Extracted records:
▼

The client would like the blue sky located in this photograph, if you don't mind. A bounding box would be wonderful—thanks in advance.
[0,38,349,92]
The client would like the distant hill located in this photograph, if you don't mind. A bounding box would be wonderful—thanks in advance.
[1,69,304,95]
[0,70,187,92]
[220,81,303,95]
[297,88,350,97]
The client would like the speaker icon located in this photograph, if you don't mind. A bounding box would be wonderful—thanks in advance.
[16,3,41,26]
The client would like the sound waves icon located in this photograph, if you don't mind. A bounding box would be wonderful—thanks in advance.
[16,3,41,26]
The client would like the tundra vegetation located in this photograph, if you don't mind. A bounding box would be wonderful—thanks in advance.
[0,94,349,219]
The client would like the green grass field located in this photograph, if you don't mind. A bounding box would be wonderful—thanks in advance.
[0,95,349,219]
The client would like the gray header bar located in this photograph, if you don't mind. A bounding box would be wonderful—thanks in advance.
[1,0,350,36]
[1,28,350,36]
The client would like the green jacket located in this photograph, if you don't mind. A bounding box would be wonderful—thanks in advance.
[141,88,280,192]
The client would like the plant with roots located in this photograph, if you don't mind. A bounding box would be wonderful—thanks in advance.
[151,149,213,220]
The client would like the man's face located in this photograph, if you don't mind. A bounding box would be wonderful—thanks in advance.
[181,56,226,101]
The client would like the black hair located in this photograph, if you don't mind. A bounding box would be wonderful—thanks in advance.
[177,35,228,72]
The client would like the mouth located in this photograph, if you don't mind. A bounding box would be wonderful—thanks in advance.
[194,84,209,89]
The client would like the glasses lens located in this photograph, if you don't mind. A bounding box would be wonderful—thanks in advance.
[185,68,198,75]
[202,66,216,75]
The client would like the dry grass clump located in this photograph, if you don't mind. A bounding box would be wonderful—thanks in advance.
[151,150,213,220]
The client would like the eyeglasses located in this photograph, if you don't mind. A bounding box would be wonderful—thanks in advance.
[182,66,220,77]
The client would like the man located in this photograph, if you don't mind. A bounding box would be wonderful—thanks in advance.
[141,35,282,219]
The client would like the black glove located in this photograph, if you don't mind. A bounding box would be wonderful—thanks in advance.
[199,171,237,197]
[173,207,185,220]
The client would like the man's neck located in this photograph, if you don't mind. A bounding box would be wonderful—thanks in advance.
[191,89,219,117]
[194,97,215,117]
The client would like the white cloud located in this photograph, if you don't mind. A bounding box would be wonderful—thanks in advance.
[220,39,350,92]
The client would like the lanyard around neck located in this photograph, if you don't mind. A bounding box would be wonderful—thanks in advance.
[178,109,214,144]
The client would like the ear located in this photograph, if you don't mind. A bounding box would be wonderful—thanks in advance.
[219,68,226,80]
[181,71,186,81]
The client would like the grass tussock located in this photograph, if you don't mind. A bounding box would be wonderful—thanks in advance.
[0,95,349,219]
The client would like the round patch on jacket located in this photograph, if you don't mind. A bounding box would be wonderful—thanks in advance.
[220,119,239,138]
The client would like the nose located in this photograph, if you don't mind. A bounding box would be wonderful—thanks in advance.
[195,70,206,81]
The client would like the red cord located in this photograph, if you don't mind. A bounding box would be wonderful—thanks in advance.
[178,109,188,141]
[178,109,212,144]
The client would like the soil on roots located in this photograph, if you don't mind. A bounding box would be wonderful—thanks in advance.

▲

Exercise prompt: Extract all of the data shown above and repeat it verbatim.

Response to the task:
The client would like the blue sky located in this photograph, if you don't mind. A bounding box would be wonderful—thanks in advance.
[0,38,349,92]
The client would like the distant hill located in this photograph, if you don't mind. A bounding box would be wonderful—thanks in advance.
[1,69,304,95]
[0,70,187,92]
[220,81,303,95]
[297,88,350,97]
The client would like the speaker icon located in this photograph, if you don't mind. A bounding box would be wonderful—thanks in advance.
[16,3,41,26]
The client would like the sound waves icon located in this photograph, if you don't mind. A bounding box would be wonderful—thanks in advance.
[16,3,41,26]
The client would like the tundra vegetation located in this photograph, if you don't mind. A bounding box would be wonderful—thanks in advance.
[0,94,349,219]
The client would like the green grass field located in this photograph, if you don't mind. A bounding box would be wonderful—thanks in advance.
[0,95,349,219]
The client would like the gray header bar located in this photograph, if you don't mind. A bounding box would be wonderful—thanks in advance.
[1,0,350,36]
[1,28,350,36]
The client would like the green jacket located in this photograph, if you don't mind. A bounding box would be wonderful—thanks in advance.
[141,88,280,192]
The client would like the plant with roots located in this photograph, if you don't mind. A bounding box would be wonderful—thanks in advance.
[151,149,213,220]
The client would like the man's face located in this photograph, if you don't mind. A bounding box would be wonderful—thanks in advance.
[181,56,226,101]
The client would like the black hair located in this photograph, if you don't mind. A bounding box would be wonderful—thanks in advance.
[177,35,228,72]
The client would like the mouth located in this photograph, if you don't mind. A bounding box would be wonderful—thanks in advance.
[194,84,209,89]
The client would like the glasses lens located in this photograph, if you don't mind. A bounding box would be wonderful—thanks in advance.
[185,68,198,75]
[202,66,216,75]
The client would like the dry grass clump located in this photograph, if you don't mind. A bounding box would be wonderful—thanks in advance.
[151,150,213,220]
The client would like the eyeglasses located in this photograph, if you don't mind. A bounding box would be wonderful—thanks in advance.
[182,66,220,77]
The client would like the man located in this photograph, if you don't mind. A bounding box would be wonderful—thanks in advance.
[141,35,282,219]
The client would like the black glove located in this photograph, if you don't mind. A bounding box would be wonderful—thanks in advance.
[199,171,237,197]
[173,207,185,220]
The client would like the man's neck located in this photograph, if you don't mind. A bounding box would be wonderful—thanks in advance.
[191,89,219,117]
[194,97,215,117]
The client would like the white cloud located in this photograph, if you don't mind. A bounding box would be wonderful—thanks in advance.
[220,39,350,92]
The client would like the lanyard around neck located in this photograph, if you don't mind. A bounding box would be wonderful—thanks in advance.
[178,109,214,144]
The client would like the ear located in this photograph, if you don't mind. A bounding box would be wonderful—thanks in advance.
[219,68,226,80]
[181,71,186,81]
The client would like the grass tussock located in this photograph, if you don't mind. A bounding box would be wonderful—thanks in advance.
[0,95,349,219]
The client would like the round patch on jacket located in this photograph, if you don't mind. A bounding box would be wonderful—thanks in advance.
[220,119,239,138]
The client would like the nose located in this photograph, if you don't mind. A bounding box would be wonderful—thanks in advance.
[195,70,206,81]
The client would like the red cord located in this photograph, if you don't mind. A bounding box would be wonderful—thanks in advance.
[178,109,188,141]
[178,109,212,144]
The client would like the soil on roots located in this photograph, if you don't mind. A bounding box would be wonderful—thanks in advance.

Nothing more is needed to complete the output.